Task description: Retype the data below in full, keeping every character as it is.

Raw data:

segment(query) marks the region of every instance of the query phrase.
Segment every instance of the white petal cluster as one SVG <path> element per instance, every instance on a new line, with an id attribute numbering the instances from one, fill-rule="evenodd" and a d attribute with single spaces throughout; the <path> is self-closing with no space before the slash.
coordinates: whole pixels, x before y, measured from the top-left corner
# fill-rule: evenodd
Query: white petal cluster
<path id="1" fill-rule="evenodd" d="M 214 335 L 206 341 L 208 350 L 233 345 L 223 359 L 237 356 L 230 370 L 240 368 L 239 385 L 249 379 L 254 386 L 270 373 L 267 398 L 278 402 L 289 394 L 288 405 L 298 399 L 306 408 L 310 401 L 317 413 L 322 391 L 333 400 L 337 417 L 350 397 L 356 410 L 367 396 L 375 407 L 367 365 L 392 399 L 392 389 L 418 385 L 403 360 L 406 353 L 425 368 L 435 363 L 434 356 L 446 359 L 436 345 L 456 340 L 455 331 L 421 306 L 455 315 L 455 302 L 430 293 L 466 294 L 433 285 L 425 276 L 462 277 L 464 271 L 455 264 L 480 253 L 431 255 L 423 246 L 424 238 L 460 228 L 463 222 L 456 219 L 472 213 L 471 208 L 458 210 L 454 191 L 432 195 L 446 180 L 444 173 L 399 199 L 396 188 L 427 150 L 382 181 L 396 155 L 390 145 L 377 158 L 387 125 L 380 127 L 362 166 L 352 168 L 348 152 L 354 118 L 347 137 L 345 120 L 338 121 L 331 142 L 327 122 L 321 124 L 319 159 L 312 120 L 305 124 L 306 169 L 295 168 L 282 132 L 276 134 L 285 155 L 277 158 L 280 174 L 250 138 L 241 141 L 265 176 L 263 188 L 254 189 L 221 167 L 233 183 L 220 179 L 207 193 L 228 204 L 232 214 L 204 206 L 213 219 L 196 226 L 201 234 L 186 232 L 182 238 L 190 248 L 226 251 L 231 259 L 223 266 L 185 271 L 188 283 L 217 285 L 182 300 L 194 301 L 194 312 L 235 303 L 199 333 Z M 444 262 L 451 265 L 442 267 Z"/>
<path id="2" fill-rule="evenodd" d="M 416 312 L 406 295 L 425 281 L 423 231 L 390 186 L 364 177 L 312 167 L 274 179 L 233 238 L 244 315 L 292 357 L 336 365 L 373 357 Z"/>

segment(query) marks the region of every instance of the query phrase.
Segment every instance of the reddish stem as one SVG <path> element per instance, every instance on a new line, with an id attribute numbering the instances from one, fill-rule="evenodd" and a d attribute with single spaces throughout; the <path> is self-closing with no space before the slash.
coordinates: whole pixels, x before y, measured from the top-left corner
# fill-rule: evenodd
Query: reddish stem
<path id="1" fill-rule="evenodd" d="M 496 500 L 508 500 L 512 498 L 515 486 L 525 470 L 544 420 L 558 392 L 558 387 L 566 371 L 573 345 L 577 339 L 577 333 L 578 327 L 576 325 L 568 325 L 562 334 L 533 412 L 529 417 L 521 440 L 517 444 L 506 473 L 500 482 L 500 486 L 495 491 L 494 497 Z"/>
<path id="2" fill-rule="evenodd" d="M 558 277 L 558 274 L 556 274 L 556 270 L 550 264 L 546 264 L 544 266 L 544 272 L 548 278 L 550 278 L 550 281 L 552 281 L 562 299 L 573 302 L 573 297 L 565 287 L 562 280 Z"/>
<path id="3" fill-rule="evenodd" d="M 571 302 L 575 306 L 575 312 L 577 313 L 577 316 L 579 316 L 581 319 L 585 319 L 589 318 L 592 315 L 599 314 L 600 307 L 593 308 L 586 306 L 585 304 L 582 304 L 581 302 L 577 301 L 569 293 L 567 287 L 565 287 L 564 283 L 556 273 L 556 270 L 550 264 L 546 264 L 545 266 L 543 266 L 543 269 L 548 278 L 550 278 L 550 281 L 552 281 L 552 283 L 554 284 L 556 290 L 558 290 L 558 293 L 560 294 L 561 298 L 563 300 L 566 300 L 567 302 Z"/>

Your response:
segment(query) marks the region of every instance of the query phrase.
Segment every instance of the white petal cluster as one SVG <path> element per instance, every instance on a new line, with an id attribute numbering the instances from one, fill-rule="evenodd" and a d attribute with single spaces throughout; the <path> is self-closing with no space before the slash.
coordinates: whole pixels, x before y, measured from the top-left corner
# fill-rule: evenodd
Query: white petal cluster
<path id="1" fill-rule="evenodd" d="M 214 335 L 206 341 L 208 350 L 233 345 L 223 359 L 237 356 L 230 370 L 240 368 L 239 385 L 249 379 L 254 386 L 270 373 L 267 398 L 278 402 L 289 394 L 288 405 L 298 399 L 306 408 L 310 401 L 317 413 L 322 391 L 333 400 L 337 417 L 350 397 L 356 410 L 367 396 L 375 407 L 367 365 L 392 399 L 392 389 L 418 385 L 403 360 L 406 353 L 425 368 L 435 363 L 434 356 L 446 359 L 436 345 L 456 340 L 455 331 L 421 306 L 455 315 L 455 302 L 430 293 L 466 294 L 433 285 L 425 276 L 462 277 L 464 271 L 455 264 L 480 253 L 431 255 L 423 246 L 424 238 L 460 228 L 463 222 L 456 219 L 472 213 L 471 208 L 458 210 L 454 191 L 432 195 L 446 180 L 444 173 L 399 199 L 396 188 L 427 150 L 382 181 L 396 155 L 390 145 L 377 158 L 387 125 L 380 127 L 362 166 L 352 168 L 348 152 L 354 118 L 347 137 L 345 120 L 338 121 L 331 142 L 327 122 L 321 124 L 319 159 L 312 120 L 305 124 L 306 169 L 295 168 L 282 132 L 276 134 L 285 155 L 277 158 L 280 174 L 250 138 L 241 141 L 265 176 L 263 188 L 254 189 L 221 167 L 233 183 L 220 179 L 207 193 L 228 204 L 232 214 L 204 206 L 213 219 L 196 226 L 201 234 L 186 232 L 182 238 L 190 248 L 226 251 L 231 259 L 223 266 L 185 271 L 188 283 L 217 285 L 182 300 L 194 301 L 194 312 L 235 303 L 199 333 Z M 444 262 L 451 265 L 442 267 Z"/>
<path id="2" fill-rule="evenodd" d="M 416 312 L 406 295 L 425 281 L 423 231 L 390 186 L 364 177 L 312 167 L 274 179 L 233 238 L 244 315 L 292 357 L 336 365 L 373 357 Z"/>

segment(query) marks the region of every instance of the query phrase.
Segment every instance of the reddish stem as one SVG <path> element per instance, every instance on a new line, with an id attribute numbering the instances from one, fill-rule="evenodd" and a d attribute with single spaces throughout; the <path> is self-closing with no space before the slash.
coordinates: whole pixels, x before y, measured from the top-left corner
# fill-rule: evenodd
Query: reddish stem
<path id="1" fill-rule="evenodd" d="M 496 500 L 508 500 L 512 498 L 515 486 L 525 470 L 544 420 L 558 392 L 558 387 L 566 371 L 573 345 L 577 339 L 577 333 L 578 327 L 576 325 L 568 325 L 562 334 L 533 412 L 529 417 L 521 440 L 517 444 L 506 473 L 500 482 L 500 486 L 495 491 L 494 497 Z"/>
<path id="2" fill-rule="evenodd" d="M 558 277 L 558 274 L 556 274 L 556 270 L 550 264 L 546 264 L 544 266 L 544 272 L 548 278 L 550 278 L 550 281 L 552 281 L 562 299 L 573 302 L 573 297 L 565 287 L 562 280 Z"/>
<path id="3" fill-rule="evenodd" d="M 571 302 L 575 306 L 575 312 L 577 313 L 577 316 L 579 316 L 581 319 L 585 319 L 589 318 L 592 315 L 599 314 L 600 307 L 593 308 L 586 306 L 585 304 L 582 304 L 581 302 L 577 301 L 569 293 L 567 287 L 565 287 L 564 283 L 556 273 L 556 270 L 550 264 L 546 264 L 545 266 L 543 266 L 543 269 L 548 278 L 550 278 L 550 281 L 552 281 L 552 283 L 554 284 L 556 290 L 558 290 L 558 293 L 560 294 L 561 298 L 563 300 L 566 300 L 567 302 Z"/>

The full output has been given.